SUPPLIED ENTRIES Block Start
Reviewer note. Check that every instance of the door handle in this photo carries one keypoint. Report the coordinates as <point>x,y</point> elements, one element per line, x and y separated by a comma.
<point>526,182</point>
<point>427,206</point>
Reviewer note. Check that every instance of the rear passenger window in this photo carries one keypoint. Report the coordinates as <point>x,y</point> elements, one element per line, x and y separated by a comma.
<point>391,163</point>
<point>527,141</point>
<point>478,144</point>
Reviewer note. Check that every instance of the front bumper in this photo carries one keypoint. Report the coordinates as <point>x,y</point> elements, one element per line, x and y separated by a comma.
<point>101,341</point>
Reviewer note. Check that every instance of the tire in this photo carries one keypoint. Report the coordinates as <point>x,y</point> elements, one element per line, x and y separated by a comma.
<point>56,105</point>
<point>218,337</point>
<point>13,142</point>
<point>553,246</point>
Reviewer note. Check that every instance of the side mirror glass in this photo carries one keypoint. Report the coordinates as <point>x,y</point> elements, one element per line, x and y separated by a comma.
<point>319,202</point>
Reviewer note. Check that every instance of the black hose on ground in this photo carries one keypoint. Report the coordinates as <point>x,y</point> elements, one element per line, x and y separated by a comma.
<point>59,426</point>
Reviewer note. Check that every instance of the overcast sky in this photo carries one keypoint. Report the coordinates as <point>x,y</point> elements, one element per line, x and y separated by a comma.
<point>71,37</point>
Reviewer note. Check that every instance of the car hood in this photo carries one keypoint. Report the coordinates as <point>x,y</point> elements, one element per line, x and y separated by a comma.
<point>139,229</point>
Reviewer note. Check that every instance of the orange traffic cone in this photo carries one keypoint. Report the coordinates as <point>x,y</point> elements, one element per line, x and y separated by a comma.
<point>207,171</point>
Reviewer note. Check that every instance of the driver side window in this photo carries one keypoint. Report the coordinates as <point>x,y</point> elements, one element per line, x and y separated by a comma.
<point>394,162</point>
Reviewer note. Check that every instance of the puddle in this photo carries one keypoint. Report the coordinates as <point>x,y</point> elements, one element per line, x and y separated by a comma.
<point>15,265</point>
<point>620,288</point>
SUPPLIED ENTRIES Block End
### PROBLEM
Write the "Reviewer note. Check that every instance of the orange" line and all later lines exactly. Stop at the end of the data.

### RESULT
Reviewer note. Check that every instance of the orange traffic cone in this photo carries one keypoint. Report the coordinates as <point>x,y</point> elements, one element per line, x and y separated by a comma.
<point>207,171</point>
Reviewer note. Check that every instance of the driver side window in this photo carries one keypoint. Report the coordinates as <point>x,y</point> elements, one element per line, x and y separated by a comma.
<point>394,162</point>
Reviewer note. Check that every instance of the puddle in this photo carries one keypoint. Report the coordinates as <point>x,y</point> elements, one element per line, x and y separated by a comma.
<point>15,265</point>
<point>620,288</point>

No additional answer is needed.